[SOURCE MATERIAL]:
[Start of section]

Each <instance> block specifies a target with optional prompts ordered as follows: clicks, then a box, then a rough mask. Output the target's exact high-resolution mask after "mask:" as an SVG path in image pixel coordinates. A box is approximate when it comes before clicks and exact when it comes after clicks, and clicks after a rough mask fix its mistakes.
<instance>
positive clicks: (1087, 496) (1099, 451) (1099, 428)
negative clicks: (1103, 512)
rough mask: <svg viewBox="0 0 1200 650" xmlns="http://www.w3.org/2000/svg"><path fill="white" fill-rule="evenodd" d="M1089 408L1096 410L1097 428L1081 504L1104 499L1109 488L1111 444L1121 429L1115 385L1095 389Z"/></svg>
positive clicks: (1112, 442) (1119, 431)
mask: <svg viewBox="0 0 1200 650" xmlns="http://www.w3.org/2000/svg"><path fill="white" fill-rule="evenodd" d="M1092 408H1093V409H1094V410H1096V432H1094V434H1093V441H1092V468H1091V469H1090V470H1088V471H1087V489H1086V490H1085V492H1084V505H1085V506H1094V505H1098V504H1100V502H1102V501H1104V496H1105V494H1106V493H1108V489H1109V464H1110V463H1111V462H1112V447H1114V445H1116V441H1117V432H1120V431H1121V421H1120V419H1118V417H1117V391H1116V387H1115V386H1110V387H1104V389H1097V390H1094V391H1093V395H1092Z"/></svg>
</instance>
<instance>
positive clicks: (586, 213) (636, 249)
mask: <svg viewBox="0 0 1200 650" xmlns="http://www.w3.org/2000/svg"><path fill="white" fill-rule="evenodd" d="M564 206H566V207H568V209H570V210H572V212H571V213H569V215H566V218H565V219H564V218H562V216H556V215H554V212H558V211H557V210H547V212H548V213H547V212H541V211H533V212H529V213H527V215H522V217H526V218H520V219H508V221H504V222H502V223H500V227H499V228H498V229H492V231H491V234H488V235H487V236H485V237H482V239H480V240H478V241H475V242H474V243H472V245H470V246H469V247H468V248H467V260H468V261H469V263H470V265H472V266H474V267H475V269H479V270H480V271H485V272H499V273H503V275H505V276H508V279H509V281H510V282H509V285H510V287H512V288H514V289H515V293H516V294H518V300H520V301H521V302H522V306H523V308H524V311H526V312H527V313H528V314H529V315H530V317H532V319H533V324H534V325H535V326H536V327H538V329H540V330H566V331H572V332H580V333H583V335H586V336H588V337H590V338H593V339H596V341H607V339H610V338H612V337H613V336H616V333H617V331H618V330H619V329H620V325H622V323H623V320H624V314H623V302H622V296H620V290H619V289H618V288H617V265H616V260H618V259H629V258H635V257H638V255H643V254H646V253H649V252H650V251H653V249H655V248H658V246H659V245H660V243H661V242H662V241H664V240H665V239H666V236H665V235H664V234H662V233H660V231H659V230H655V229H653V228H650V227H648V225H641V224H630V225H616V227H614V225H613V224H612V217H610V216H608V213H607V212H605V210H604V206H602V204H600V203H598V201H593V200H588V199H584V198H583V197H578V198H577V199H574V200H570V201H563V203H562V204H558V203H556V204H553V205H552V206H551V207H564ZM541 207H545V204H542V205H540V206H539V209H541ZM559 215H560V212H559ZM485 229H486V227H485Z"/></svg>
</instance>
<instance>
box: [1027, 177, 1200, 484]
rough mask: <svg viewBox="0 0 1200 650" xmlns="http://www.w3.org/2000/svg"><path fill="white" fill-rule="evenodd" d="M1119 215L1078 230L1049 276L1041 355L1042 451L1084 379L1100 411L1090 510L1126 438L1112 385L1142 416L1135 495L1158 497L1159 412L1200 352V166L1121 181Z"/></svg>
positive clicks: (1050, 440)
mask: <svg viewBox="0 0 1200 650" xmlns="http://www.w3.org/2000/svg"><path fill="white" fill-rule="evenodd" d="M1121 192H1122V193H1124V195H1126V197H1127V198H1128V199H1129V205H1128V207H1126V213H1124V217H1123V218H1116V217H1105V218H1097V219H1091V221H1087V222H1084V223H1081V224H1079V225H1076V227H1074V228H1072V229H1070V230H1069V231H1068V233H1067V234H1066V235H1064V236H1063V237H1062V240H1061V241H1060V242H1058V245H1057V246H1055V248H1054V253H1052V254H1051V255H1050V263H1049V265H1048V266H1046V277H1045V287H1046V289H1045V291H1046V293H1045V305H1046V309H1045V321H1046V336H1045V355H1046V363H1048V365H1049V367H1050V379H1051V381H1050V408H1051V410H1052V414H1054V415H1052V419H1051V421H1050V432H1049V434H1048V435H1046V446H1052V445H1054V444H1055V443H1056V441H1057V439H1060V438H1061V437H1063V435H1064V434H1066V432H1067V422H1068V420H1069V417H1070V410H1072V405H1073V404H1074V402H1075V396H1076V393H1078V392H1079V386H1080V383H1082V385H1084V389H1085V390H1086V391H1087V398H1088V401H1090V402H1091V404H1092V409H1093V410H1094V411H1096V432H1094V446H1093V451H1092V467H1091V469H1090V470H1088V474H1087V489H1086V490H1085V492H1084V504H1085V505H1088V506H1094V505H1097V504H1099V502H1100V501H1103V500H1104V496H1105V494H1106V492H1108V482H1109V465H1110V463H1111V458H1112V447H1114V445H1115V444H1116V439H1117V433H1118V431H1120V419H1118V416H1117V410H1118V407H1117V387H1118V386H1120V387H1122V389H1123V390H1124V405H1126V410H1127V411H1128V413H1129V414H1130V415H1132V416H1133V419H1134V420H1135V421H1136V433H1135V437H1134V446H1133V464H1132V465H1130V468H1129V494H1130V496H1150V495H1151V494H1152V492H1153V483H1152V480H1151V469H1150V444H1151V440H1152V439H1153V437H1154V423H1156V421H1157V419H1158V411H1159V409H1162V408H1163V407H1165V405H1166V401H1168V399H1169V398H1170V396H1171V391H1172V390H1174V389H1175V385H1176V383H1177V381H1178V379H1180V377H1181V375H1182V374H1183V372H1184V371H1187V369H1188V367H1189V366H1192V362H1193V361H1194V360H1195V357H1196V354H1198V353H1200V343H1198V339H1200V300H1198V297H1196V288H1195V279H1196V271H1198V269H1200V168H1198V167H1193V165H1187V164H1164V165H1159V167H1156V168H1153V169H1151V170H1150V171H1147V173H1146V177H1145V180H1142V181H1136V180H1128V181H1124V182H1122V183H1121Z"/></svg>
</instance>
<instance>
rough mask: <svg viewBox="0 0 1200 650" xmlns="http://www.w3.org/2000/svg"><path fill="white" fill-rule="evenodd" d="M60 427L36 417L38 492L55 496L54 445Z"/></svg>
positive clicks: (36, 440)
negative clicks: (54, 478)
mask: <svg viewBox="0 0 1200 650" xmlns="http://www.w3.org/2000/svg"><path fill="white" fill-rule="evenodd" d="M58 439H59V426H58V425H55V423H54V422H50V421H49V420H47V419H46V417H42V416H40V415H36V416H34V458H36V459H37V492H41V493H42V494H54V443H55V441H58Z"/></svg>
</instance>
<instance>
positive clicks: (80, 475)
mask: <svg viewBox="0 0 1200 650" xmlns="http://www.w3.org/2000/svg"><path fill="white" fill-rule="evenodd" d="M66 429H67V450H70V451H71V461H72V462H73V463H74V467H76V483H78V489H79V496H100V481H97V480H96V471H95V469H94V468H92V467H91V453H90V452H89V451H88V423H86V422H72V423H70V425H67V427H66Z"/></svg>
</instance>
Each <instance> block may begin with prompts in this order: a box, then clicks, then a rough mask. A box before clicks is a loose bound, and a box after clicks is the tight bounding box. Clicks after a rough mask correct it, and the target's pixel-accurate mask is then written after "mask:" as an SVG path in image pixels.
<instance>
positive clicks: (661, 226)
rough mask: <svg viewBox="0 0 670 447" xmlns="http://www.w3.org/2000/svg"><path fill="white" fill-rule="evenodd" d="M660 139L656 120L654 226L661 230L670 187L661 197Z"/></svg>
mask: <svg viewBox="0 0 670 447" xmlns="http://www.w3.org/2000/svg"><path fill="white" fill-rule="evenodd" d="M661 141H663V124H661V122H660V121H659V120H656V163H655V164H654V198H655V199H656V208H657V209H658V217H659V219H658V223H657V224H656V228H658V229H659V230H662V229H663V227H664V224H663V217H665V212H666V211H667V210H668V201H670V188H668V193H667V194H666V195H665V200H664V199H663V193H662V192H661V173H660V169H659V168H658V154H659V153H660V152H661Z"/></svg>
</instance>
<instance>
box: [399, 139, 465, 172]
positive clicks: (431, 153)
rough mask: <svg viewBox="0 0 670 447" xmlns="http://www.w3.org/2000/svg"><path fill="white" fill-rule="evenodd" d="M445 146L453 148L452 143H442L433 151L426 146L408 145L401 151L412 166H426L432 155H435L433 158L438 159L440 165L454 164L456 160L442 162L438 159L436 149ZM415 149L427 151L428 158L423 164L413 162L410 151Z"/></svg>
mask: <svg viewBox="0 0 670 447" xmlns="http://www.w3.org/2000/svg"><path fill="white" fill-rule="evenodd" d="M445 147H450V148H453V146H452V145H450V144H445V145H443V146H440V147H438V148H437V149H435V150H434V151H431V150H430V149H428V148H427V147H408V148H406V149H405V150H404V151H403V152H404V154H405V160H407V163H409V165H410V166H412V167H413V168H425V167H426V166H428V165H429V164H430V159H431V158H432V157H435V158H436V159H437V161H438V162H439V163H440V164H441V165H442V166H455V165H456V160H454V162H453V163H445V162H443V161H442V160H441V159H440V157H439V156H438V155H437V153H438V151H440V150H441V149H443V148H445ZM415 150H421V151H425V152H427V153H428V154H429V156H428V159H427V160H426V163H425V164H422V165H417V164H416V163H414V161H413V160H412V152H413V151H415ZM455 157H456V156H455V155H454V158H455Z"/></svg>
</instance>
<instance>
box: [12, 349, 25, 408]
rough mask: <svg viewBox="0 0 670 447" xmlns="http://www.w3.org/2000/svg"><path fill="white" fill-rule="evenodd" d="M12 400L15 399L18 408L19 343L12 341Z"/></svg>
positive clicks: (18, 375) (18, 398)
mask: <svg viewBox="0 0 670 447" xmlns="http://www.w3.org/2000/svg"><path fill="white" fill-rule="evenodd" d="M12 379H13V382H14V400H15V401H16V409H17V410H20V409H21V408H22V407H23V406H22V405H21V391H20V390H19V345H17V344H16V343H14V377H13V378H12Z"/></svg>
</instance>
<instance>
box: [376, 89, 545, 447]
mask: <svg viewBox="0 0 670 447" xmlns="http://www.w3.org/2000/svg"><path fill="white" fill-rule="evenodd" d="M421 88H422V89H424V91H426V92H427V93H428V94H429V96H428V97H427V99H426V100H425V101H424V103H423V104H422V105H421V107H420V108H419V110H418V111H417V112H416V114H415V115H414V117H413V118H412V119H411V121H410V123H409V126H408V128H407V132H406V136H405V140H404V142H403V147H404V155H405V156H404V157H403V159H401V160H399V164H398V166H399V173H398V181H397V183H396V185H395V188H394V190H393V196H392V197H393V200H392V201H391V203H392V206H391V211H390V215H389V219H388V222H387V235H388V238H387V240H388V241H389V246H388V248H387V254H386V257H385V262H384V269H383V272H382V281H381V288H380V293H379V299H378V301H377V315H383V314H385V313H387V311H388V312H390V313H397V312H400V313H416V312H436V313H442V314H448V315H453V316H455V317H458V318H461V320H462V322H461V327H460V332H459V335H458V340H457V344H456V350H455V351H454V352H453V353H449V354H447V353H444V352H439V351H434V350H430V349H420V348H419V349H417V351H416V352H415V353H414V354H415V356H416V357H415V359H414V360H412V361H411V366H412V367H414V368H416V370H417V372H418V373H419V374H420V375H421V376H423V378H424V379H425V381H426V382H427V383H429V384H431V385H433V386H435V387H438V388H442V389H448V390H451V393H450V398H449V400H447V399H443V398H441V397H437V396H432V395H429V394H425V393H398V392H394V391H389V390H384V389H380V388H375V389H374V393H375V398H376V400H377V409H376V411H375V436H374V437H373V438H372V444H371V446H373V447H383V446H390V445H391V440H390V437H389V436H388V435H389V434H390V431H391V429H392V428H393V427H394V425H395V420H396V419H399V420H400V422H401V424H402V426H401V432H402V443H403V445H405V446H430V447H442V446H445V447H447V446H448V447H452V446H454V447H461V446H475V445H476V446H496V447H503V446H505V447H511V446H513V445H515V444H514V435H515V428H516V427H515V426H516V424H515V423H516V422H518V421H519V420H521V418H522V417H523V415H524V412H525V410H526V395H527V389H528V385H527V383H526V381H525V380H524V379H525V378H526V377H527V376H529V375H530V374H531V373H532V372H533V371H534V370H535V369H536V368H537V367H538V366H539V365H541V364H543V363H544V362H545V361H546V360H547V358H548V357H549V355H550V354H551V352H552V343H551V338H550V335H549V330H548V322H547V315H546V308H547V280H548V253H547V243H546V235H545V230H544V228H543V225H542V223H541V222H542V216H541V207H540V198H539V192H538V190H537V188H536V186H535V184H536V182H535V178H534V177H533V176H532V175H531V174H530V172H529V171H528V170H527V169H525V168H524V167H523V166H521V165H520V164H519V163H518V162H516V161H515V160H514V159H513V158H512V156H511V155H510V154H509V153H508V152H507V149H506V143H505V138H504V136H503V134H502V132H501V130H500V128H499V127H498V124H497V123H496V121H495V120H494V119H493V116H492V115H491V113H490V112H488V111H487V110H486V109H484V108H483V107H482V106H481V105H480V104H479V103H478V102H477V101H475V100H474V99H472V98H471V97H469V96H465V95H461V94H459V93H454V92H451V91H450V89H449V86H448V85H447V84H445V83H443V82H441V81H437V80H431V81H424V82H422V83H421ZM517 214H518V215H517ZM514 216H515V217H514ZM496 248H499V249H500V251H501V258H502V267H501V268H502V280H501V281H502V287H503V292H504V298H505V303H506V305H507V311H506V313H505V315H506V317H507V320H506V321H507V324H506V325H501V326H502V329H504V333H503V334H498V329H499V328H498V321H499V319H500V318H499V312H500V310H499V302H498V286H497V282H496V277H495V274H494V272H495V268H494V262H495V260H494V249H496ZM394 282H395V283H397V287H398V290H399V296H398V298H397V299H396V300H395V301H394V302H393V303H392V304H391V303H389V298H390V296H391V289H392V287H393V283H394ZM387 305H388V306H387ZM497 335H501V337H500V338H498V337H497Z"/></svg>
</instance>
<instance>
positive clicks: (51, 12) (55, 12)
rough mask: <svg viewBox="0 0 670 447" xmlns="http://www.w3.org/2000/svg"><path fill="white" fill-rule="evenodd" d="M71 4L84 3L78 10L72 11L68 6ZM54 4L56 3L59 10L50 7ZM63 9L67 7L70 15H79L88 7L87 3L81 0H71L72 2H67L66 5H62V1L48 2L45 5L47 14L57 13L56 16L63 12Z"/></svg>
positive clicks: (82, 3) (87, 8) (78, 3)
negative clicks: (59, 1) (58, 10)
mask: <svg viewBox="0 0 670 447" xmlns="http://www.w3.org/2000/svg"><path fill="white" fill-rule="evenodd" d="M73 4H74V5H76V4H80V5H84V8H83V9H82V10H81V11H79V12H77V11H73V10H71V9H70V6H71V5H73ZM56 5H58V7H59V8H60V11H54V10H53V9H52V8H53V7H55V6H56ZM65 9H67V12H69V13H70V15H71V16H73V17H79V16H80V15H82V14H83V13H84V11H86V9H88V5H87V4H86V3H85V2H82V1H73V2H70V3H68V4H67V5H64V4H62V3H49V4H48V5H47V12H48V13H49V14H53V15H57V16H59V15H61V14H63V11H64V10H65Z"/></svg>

[End of section]

[WHAT IS REQUIRED]:
Could you write the entries above as a JSON list of strings, from their very first line through the line containing "positive clicks: (1087, 496)", including both of those lines? Give one string per line and leave out any blank lines.

[FINAL ANSWER]:
[
  "Each <instance> block specifies a target with optional prompts ordered as follows: clicks, then a box, then a rough mask. Output the target's exact high-resolution mask after \"mask:\" as an SVG path in image pixel coordinates. A box is approximate when it comes before clicks and exact when it comes after clicks, and clicks after a rough mask fix its mistakes.",
  "<instance>",
  "positive clicks: (1087, 496) (1099, 451) (1099, 428)"
]